**Exercise**
Set down all of the data again, character for character.

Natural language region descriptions
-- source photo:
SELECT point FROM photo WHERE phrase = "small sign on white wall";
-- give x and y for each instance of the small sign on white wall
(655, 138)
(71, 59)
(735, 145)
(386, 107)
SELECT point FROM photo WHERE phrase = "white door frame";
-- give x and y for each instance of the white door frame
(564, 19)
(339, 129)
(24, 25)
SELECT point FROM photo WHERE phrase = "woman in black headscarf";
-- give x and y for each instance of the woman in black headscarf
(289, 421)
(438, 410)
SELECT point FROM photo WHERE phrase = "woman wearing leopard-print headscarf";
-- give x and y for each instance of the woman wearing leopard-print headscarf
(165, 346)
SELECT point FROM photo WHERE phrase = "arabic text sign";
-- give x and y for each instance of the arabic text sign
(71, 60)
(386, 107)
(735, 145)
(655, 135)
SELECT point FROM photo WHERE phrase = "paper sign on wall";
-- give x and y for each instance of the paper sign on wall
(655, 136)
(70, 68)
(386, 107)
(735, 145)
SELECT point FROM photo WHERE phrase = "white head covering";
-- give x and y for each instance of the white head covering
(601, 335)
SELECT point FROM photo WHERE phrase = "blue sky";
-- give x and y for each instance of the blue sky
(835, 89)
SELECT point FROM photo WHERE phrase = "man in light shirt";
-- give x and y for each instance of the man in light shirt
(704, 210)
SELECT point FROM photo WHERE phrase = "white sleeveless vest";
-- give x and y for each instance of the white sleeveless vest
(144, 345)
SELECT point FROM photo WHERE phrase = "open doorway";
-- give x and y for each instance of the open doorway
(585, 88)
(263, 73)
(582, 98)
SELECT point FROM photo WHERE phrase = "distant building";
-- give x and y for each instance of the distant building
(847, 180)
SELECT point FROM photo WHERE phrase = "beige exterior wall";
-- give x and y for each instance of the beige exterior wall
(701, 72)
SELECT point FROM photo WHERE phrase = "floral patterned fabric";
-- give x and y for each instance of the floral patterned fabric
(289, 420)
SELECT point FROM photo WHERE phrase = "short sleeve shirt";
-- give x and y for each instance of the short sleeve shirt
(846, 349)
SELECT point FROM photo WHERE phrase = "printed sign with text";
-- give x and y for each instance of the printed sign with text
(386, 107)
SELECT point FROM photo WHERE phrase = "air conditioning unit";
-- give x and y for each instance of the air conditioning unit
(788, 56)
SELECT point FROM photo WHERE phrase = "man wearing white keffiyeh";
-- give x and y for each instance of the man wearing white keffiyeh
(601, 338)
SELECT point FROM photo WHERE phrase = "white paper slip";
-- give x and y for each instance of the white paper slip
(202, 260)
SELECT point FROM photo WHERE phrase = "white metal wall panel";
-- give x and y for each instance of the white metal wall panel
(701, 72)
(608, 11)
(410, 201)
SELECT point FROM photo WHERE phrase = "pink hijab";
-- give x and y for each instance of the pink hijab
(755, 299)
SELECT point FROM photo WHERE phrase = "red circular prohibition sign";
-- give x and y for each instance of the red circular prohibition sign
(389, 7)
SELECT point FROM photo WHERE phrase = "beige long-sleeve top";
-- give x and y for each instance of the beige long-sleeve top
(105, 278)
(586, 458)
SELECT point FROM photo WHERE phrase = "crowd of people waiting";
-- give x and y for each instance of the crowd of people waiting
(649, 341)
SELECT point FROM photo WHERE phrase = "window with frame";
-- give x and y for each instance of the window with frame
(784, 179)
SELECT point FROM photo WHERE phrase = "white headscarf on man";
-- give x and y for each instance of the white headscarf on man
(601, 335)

**Response to this exercise**
-- source photo:
SELECT point FROM photo WHERE phrase = "small sign on white wall";
-- give x and y for each instance of the small sign on white wall
(655, 138)
(71, 59)
(735, 145)
(386, 107)
SELECT point FROM photo WHERE phrase = "white door frame";
-- give x and y for each instance of the white door frame
(564, 19)
(339, 129)
(24, 25)
SELECT point FROM photo WHERE phrase = "woman in black headscarf";
-- give x and y for each instance of the woman in black headscarf
(289, 421)
(438, 410)
SELECT point FROM photo WHERE phrase = "woman wearing leopard-print headscarf";
-- give x and y for each instance of the woman wearing leopard-print headscarf
(165, 346)
SELECT point FROM photo WHERE phrase = "arabic text sign";
-- give x and y for each instance of the arabic text sign
(71, 60)
(386, 107)
(735, 145)
(655, 135)
SELECT point FROM photo WHERE phrase = "paper sign on wall";
-- give x and y for each instance of the paper sign on wall
(655, 136)
(70, 68)
(386, 107)
(735, 145)
SELECT point FROM photo WHERE phrase = "white head covering";
-- give x and y for each instance of the white head covering
(601, 335)
SELECT point FROM photo WHERE phrase = "blue sky";
-- give x and y for each instance of the blue sky
(835, 89)
SELECT point FROM photo WHERE phrase = "man in light shirt";
-- give x and y for each instance of the man in light shirt
(704, 210)
SELECT point FROM photo WHERE phrase = "white sleeveless vest";
-- give x and y for each instance of the white sleeveless vest
(144, 345)
SELECT point FROM photo WHERE phrase = "open doorway";
-- give x and y for each instance of the open doorway
(585, 88)
(263, 73)
(582, 98)
SELECT point FROM photo WHERE phrase = "distant building";
-- give x and y for each instance of the distant building
(847, 180)
SELECT point FROM photo WHERE phrase = "beige exterior wall";
-- give x and y for each instance of the beige exterior wall
(701, 72)
SELECT point FROM photo WHERE phrase = "floral patterned fabric";
-- give x and y for each instance of the floral patterned fabric
(289, 420)
SELECT point FROM photo WHERE phrase = "short sleeve shirt";
-- give x and y for each instance of the short sleeve shirt
(846, 349)
SELECT point FROM photo WHERE phrase = "printed sign with text";
-- give x and y for each instance of the printed sign with text
(386, 107)
SELECT point FROM photo WHERE phrase = "air conditioning unit";
-- give x and y for each instance of the air conditioning unit
(788, 56)
SELECT point FROM photo WHERE phrase = "man wearing white keffiyeh";
-- give x and y for each instance of the man wearing white keffiyeh
(601, 338)
SELECT point FROM photo WHERE phrase = "white paper slip";
-- give x and y for each instance of the white paper slip
(202, 260)
SELECT point FROM photo WHERE phrase = "white metal wall panel";
-- give x and y for each instance of the white metal wall panel
(701, 72)
(608, 11)
(410, 201)
SELECT point FROM photo WHERE phrase = "pink hijab";
-- give x and y for each instance of the pink hijab
(755, 299)
SELECT point FROM photo WHERE phrase = "red circular prohibition sign";
-- give x and y for each instance of the red circular prohibition sign
(389, 7)
SELECT point FROM photo WHERE phrase = "beige long-sleeve top";
-- give x and y for each instance of the beige long-sleeve top
(105, 278)
(586, 458)
SELECT point FROM photo WHERE phrase = "crowd of people waiting";
-- give x and y for each instance of the crowd of people waiting
(649, 341)
SELECT point FROM photo WHERE phrase = "window with frame";
-- give x and y for each instance of the window with frame
(784, 179)
SELECT point FROM photo WHERE phrase = "white headscarf on man";
-- give x and y for each instance of the white headscarf on man
(601, 335)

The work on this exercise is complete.